● **SOURCE PASSAGE**

In [3]:
!pip install PyPDF2
import spacy
from collections import defaultdict
from heapq import nlargest
from PyPDF2 import PdfReader
from pathlib import Path
import io



In [4]:
nlp = spacy.load("en_core_web_sm")

In [5]:
def parse_resume(file_path):
    with open(file_path, "rb") as file:
        pdf_reader = PdfReader(file)
        resume_text = ""
        for page_num in range(len(pdf_reader.pages)):
            page = pdf_reader.pages[page_num]
            resume_text += page.extract_text()
    candidate_name = extract_candidate_name(resume_text) 
    return nlp(resume_text), candidate_name

In [6]:
def extract_candidate_name(resume_text):
    candidate_name = ""
    for token in resume_text.split():
        if token.istitle():
            candidate_name += token + " "

● **WORK TO DO**
1) Give the resume-parsing code again from "for page_num in" down to "candidate_name = extract_candidate_name(resume_text)", substituting "page_index" for "page_num".
2) Resume the resume-parsing code from its final line and write what comes next.
The data placed after this point is not needed for any of the work.

● **RECORDED INFORMATION**
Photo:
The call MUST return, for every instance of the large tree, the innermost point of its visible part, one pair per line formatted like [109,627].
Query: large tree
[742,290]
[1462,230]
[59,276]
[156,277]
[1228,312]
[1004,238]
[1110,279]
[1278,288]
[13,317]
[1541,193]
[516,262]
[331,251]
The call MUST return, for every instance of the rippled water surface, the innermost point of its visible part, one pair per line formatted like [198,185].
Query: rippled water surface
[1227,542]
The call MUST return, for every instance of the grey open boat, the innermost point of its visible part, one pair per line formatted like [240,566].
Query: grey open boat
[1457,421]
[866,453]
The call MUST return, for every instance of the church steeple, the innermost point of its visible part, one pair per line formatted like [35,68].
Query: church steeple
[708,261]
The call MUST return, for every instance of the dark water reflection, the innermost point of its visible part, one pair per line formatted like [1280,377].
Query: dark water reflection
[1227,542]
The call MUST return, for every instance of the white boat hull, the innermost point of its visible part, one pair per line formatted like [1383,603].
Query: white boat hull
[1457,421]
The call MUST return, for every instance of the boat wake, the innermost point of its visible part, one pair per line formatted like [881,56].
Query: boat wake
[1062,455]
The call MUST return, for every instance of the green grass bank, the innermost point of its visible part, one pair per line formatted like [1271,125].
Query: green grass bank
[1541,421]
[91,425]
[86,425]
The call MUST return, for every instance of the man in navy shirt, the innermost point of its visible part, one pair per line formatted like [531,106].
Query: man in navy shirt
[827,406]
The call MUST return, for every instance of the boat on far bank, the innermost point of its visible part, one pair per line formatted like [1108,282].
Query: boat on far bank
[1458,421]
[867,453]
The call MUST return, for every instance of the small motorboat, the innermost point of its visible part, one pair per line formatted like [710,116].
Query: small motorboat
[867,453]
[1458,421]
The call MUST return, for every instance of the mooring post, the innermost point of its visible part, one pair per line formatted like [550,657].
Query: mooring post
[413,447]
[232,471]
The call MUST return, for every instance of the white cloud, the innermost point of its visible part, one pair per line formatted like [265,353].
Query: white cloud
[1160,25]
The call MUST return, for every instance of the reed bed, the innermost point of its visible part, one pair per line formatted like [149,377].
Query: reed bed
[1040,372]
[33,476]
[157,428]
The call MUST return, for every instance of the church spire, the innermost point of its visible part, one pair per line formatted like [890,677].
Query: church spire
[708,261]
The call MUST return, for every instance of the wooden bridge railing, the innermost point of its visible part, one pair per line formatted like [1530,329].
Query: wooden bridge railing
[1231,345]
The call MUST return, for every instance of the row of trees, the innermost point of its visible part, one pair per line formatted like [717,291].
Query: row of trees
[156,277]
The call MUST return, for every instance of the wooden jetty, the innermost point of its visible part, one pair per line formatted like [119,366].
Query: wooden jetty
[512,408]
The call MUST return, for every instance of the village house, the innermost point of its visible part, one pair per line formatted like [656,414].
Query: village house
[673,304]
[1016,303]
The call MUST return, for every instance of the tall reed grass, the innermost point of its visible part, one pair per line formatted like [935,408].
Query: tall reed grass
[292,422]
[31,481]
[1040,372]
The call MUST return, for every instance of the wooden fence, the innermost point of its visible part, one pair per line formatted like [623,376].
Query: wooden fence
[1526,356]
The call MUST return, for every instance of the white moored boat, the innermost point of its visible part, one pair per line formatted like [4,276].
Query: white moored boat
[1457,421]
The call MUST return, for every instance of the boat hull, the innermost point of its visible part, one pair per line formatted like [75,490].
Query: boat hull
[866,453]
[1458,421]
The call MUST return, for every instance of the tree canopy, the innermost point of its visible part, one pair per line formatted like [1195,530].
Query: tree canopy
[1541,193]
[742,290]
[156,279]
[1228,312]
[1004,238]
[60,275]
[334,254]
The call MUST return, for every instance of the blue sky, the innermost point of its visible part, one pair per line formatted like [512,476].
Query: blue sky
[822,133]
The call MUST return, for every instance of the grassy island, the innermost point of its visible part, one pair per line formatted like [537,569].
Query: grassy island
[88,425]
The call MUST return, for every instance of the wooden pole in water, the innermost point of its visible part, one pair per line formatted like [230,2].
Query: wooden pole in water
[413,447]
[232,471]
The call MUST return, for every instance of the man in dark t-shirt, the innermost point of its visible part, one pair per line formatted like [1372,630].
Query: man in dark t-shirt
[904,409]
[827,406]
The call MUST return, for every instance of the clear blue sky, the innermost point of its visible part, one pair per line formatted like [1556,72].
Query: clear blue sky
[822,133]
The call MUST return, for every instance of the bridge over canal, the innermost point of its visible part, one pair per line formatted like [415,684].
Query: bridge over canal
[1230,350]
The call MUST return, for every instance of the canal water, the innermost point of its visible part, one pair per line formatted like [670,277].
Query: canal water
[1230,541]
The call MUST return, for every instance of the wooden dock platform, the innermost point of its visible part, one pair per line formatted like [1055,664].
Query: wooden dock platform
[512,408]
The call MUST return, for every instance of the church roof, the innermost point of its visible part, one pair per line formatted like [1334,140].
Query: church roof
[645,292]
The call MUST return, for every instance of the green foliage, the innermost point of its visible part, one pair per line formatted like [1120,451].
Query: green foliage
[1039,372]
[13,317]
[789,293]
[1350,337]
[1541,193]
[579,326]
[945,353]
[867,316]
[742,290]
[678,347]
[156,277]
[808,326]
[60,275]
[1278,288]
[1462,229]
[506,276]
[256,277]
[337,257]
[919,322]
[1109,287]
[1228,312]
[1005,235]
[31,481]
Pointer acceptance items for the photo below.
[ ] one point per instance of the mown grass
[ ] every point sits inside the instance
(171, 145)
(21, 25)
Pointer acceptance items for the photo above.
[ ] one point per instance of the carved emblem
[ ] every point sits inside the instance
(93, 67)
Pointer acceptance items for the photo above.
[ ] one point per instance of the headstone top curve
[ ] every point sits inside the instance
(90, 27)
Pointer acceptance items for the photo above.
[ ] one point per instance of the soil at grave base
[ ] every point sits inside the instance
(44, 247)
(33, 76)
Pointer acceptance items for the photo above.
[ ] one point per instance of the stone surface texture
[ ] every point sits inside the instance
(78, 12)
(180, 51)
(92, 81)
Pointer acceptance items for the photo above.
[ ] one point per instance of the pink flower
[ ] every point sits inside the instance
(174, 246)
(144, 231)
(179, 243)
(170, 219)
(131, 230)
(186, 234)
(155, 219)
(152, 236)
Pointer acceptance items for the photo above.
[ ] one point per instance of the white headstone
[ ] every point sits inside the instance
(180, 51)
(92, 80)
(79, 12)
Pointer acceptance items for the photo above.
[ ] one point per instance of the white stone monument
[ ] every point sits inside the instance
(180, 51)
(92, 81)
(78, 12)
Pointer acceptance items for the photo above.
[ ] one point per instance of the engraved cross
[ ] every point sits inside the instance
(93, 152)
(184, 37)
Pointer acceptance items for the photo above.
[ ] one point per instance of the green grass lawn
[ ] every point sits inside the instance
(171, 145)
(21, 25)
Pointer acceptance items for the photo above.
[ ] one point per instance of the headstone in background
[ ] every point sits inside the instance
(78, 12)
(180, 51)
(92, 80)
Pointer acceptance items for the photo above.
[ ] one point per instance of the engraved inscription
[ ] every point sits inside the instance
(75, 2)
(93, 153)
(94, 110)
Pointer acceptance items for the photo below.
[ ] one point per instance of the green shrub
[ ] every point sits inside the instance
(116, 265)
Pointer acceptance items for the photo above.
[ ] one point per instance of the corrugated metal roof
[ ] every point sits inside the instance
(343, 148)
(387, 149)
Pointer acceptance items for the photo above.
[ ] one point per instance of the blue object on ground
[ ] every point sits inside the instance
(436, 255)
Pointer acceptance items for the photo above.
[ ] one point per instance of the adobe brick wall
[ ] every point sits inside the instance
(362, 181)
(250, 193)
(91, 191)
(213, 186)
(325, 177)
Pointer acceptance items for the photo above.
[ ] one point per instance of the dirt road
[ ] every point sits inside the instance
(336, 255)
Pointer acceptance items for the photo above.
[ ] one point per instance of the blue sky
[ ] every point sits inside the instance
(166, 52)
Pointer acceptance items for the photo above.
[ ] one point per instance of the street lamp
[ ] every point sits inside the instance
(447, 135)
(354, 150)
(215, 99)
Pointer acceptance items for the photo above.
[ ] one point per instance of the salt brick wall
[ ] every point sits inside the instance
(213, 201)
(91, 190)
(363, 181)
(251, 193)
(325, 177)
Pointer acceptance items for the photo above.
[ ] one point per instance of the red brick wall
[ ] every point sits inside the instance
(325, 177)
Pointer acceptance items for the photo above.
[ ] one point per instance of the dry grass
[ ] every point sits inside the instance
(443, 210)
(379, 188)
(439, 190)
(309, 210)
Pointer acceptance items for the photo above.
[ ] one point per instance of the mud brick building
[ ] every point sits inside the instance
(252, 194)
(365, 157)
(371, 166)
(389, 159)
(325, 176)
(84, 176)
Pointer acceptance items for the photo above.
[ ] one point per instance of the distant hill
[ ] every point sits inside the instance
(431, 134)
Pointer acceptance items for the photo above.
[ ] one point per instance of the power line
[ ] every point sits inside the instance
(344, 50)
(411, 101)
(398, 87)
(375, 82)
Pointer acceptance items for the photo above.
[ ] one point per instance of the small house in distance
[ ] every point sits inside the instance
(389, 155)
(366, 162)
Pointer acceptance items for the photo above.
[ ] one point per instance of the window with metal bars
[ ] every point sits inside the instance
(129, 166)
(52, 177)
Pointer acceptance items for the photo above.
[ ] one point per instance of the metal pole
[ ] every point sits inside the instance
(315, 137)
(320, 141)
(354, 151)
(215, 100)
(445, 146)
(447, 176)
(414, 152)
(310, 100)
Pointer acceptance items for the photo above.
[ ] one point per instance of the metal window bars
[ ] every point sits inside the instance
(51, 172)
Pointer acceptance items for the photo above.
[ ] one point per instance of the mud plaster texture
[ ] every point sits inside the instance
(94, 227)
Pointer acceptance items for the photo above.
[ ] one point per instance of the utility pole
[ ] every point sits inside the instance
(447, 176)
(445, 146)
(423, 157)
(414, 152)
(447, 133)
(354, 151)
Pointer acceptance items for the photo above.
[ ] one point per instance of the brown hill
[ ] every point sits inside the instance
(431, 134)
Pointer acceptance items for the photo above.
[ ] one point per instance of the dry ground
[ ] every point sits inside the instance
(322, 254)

● **ANSWERS FOR THIS EXERCISE**
1)
for page_index in range(len(pdf_reader.pages)):
            page = pdf_reader.pages[page_index]
            resume_text += page.extract_text()
    candidate_name = extract_candidate_name(resume_text)

2)
        elif candidate_name:
            break
    return candidate_name.strip()

In [7]:
def get_job_description():
    job_description = input("Enter job description: ")
    return nlp(job_description)

In [8]:
def evaluate_candidate(resume, job_description, years_of_experience, location_preference):
    ##the metrics can be adjusted as needed
    score = 0
    similarity = resume.similarity(job_description)
    score += similarity
    
    years_exp = extract_years_of_experience(resume)
    location = extract_location(resume)
    
    if years_exp >= years_of_experience and location == location_preference:
        score += 1
    return score

In [9]:
def extract_years_of_experience(resume):
    years_exp = 0
    for ent in resume.ents:
        if ent.label_ == "DATE" and "year" in ent.text.lower():
            for token in ent:
                if token.pos_ == "NUM":
                    years_exp = int(token.text)
    return years_exp

In [10]:
def extract_location(resume):
    location = ""
    for ent in resume.ents:
        if ent.label_ == "GPE":
            location = ent.text
            break
    return location

In [11]:
def find_top_candidates(resumes, job_description, years_of_experience, location_preference, top_n=20):
    scores = defaultdict(int)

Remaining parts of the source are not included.